ZIEL
Schreibe den Artikel über Lohnsteuereinnahmen und kalte Progression im Anschluss an seinen letzten Satz weiter.

LESETEXT
■ ■ ■ ■ ■

Löhne steigen weniger als Steuereinnahmen

Die Lohnsteuereinnahmen sind im Vorjahr deutlich stärker gewachsen als die Einkommen der Arbeitnehmer. Das zeigen von der Statistik Austria am Donnerstag veröffentlichte Zahlen. Ursache ist die kalte Progression.

Ungewöhnlich ist die Bilanz des Vorjahres daher nicht, denn rückläufig ist die Lohnsteuer nur in Jahren einer Steuerreform. Auch heuer deuten die vorläufigen Daten des Finanzministeriums auf ein deutliches Plus bei der Lohnsteuer hin.

Wie die Lohnsteuerstatistik 2018 zeigt, verdienten Arbeitnehmer und Pensionisten im Vorjahr in Summe 203,3 Mrd. Euro. Davon flossen 28,1 Mrd. Euro als Lohnsteuer an den Staat, weitere 26,3 Mrd. Euro waren Sozialversicherungsbeiträge. Die Lohnsteuereinnahmen stiegen im Vorjahr somit um 6,8 Prozent – und sie legten deutlich stärker zu als die Bruttobezüge (4,5 Prozent). Beim Lohnsteueraufkommen war somit beinahe wieder das Niveau von vor der Steuerreform 2016 (2015: 28,3 Mrd. Euro) erreicht.

Dauerstreit über kalte Progression

Den größten Anstieg verzeichneten die Lohnsteuereinnahmen im Jahr 2008 – also unmittelbar, bevor die Finanzkrise in Österreich ankam – mit 8,4 Prozent. Am stärksten nahmen sie 2016 mit minus 10,8 Prozent ab. Dass das Lohnsteueraufkommen grundsätzlich steigt, hat mit der kalten Progression zu tun, also dem Umstand, dass durch die Inflationsabgeltung Lohnbezieher in immer höhere Steuertarifstufen rutschen.

Denn die Tarifstufen sind starr und werden nicht an die Inflation angepasst. Im Wahlkampf 2017 hatten ÖVP und FPÖ mit dem Aus für die kalte Progression geworben. Bei der Präsentation der ÖVP-FPÖ-Steuerreformpläne im Frühjahr – vor dem Zerfall der Koalition – war die Abschaffung aber kein Thema mehr.

Grafik zum Lohnsteueraufkommen in Österreich
Grafik: ORF.at/APA; Quelle: Statistik Austria

Aber auch die SPÖ hatte eine automatische Anpassung der Steuertarife 2016 – noch in Koalition mit der ÖVP – abgelehnt. Beide, sowohl der damalige Kanzler Sebastian Kurz (ÖVP) im Frühjahr als die SPÖ vor drei Jahren, argumentierten damit, dass ein Automatismus vor allem Besserverdienerinnen und -verdienern zugutekommen würde. Aus budgettechnischer Sicht ist die Zurückhaltung bei der Abschaffung durchaus verständlich: Neben den Umsatzsteuern ist die Lohnsteuer die mit Abstand wichtigste Einnahmequelle.

■ ■ ■ ■ ■

AUSGANGSMATERIAL
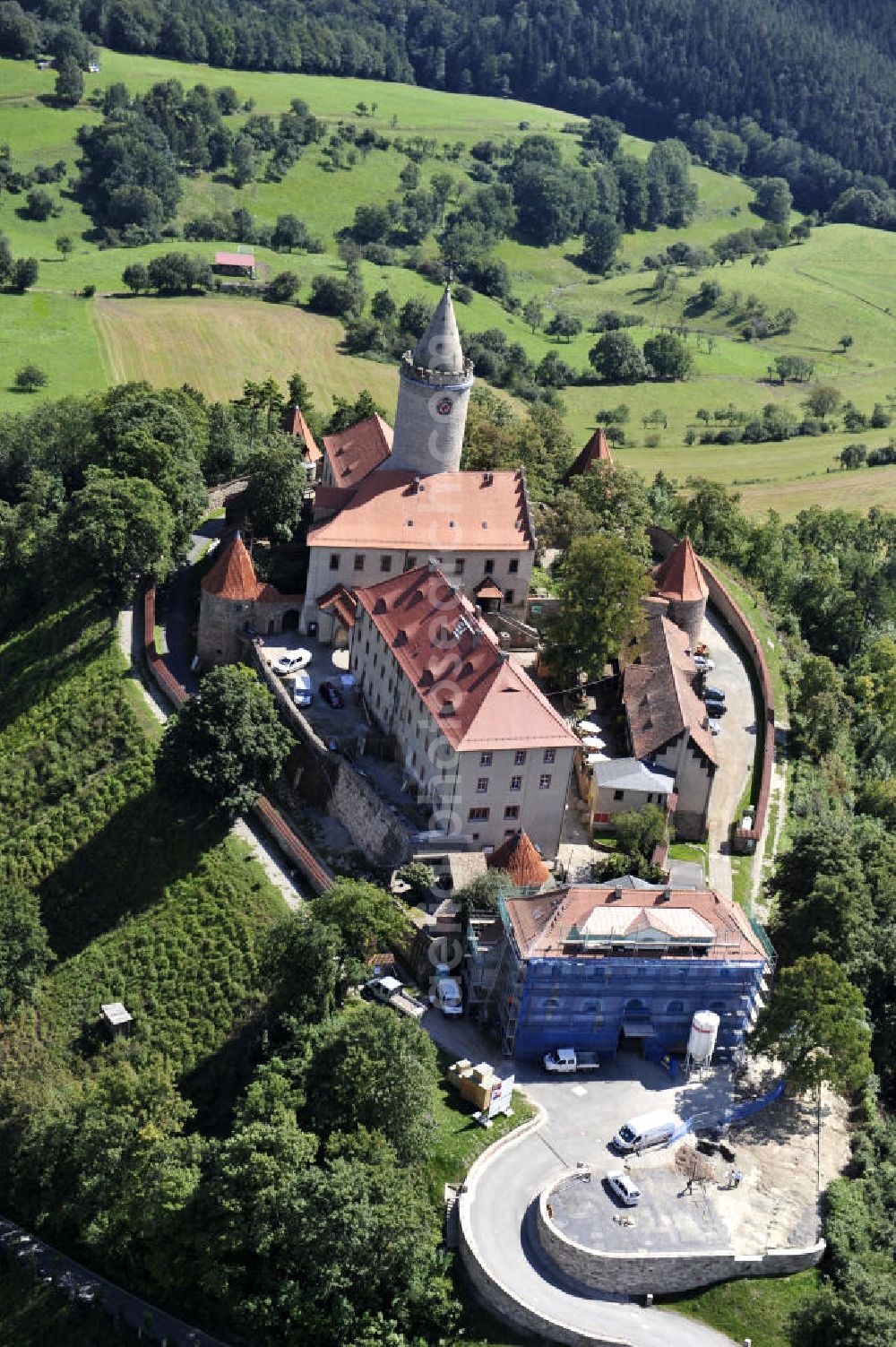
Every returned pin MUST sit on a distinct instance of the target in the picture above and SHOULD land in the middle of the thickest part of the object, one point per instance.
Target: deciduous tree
(601, 586)
(227, 745)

■ ■ ■ ■ ■

LÖSUNG
47 Prozent Angestellte

Die größte Gruppe unter den 4,6 Mio. Arbeitnehmerinnen und Arbeitnehmern bildeten die Angestellten (46,6 Prozent), knapp zwei Fünftel (38,5 Prozent) waren Arbeiterinnen und Arbeiter. Vertragsbedienstete kamen auf einen Anteil von 8,3 Prozent, Beamtinnen und Beamte auf 3,8 Prozent. 2,4 Prozent aller unselbstständig Erwerbstätigen waren Lehrlinge, 0,4 Prozent hatten sonstige Aktivbezüge vorzuweisen.

Anstieg entgegen Ankündigungen

Auch die anderen Steuern legten im Vorjahr deutlich zu. Laut OECD ist die Abgabenquote in Österreich nicht – wie von der heuer zerbrochenen ÖVP-FPÖ-Regierung eigentlich angekündigt – gesunken, sondern wieder gestiegen. Mit Steuern und Abgaben im Ausmaß von 42,2 Prozent der Wirtschaftsleistung lag Österreich im OECD-Vergleich auf dem sechsten Platz hinter Frankreich, Dänemark, Belgien, Schweden und Finnland. 2017 waren es noch 41,8 Prozent gewesen.

Auch heuer sind die Lohnsteuereinnahmen deutlich im Plus: Von Jänner bis Oktober stiegen die Einnahmen um 5,2 Prozent auf knapp 23 Mrd. Euro. Auch die anderen Steuereinnahmen sind in den ersten zehn Monaten im Plus – mit drei Prozent auf 73,2 Mrd. Euro.

Jeweils etwa die Hälfte der Lohnsteuerpflichtigen sind Männer (50,3 Prozent) und Frauen (49,7 Prozent). Allerdings kassierten die Männer im Jahr 2018 61,2 Prozent der Bruttobezüge und bezahlten 70,3 Prozent der einbehaltenen Lohnsteuer. Das spiegelt zum Teil die Gehaltsschere wider – ebenso sehr aber die Tatsache, dass viel mehr Frauen Teilzeit arbeiten als Männer.